:: Aim 1 ::
Copy the part of the Hovis slavery statement between "Hovis Limited is" and "within our business.", inclusive.
:: Aim 2 ::
Continue the Hovis slavery statement, starting right after its last sentence.

:: Reading text ::
View our previous Slavery and Human Trafficking Statements


This statement is made pursuant to section 54 of the Modern Slavery Act 2015. It sets out the steps taken and progress made by Hovis Limited during the financial year ending 30 September 2023 to prevent modern slavery and human trafficking in its business and supply chain.


Hovis is an iconic household brand with over 135 years’ experience in the baking industry. Our core values apply to everything we do and are centred on three key principles: quality, accountability and trust. We are proud of our heritage and reputation and are committed to putting Hovis goodness at the heart of every day. We recognise that, to achieve this, we must adhere to the highest possible standards in everything we do. This commitment includes ensuring that people within our business and our supply chain are treated with dignity and respect and taking proactive steps to tackle and prevent slavery, servitude and human trafficking.

Our business and supply chain

Hovis Limited is the trading entity for the Hovis group which is ultimately owned by Endless LLP. The Hovis group structure is as follows:

org chart

Headquartered in High Wycombe, Hovis Limited (“Hovis”) employs around 2,900 employees in the United Kingdom. We also use a small percentage of agency labour in our business which is sourced through carefully selected, reputable recruitment agencies who are signed up to our terms and conditions for modern slavery. We recognise and respect our employees’ rights to join trade unions and to bargain collectively and we adopt a collaborative approach to working with trade unions within our business.

:: Supplied material ::
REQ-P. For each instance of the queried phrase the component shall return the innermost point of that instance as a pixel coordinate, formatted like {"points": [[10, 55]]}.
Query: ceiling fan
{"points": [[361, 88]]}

:: Response 1 ::
Hovis Limited is the trading entity for the Hovis group which is ultimately owned by Endless LLP. The Hovis group structure is as follows:

org chart

Headquartered in High Wycombe, Hovis Limited (“Hovis”) employs around 2,900 employees in the United Kingdom. We also use a small percentage of agency labour in our business which is sourced through carefully selected, reputable recruitment agencies who are signed up to our terms and conditions for modern slavery. We recognise and respect our employees’ rights to join trade unions and to bargain collectively and we adopt a collaborative approach to working with trade unions within our business.

:: Response 2 ::
We have eight bakeries in England, Scotland and Northern Ireland producing high quality bread and other bakery products. We also have one flour mill based in Wellingborough and two regional distribution centres, enabling us to deliver over one million loaves every day of the week throughout the United Kingdom and Ireland. Our core brands include Hovis®, Mothers Pride® and Ormo®.

We work with over 1200 suppliers across our supply chain. Our suppliers are an integral part of our business, and we work closely with them to build sustainable and trusted business relationships. Our direct suppliers provide ingredients and packaging for our products. The majority of our raw ingredients and packaging materials are sourced from suppliers based in the United Kingdom and Europe; however, we do source some minor and seasonal ingredients from further afield such as Turkey and China. Our indirect suppliers provide us with goods or services to support the day-to-day business operations, such as utilities, maintenance, logistics and baker equipment.

Our policies on slavery and human trafficking

Hovis does not tolerate any form of modern slavery in its business or supply chain and is committed to eradicating such practices and protecting the workforce. We employ a number of policies, systems and controls to ensure that we are conducting our business in an ethical, responsible and transparent manner:

  1. Anti-slavery Policy:  This policy applies to all employees and agency workers of Hovis. It sets out roles and responsibilities, what behaviours constitute slavery, how to identify any instances of slavery or servitude and the procedures to follow if concerns are identified.
  2. Recruitment Procedure: We (and our recruitment agencies) operate a robust recruitment procedure, including conducting eligibility to work in the UK checks for all employees and agency workers, to safeguard against human trafficking or individuals being forced to work against their will.
  3. Whistleblowing Policy: This policy applies to all employees and agency workers of Hovis. It sets out how to raise concerns about how employees are being treated, or practices within our business or supply chain, without fear of reprisals.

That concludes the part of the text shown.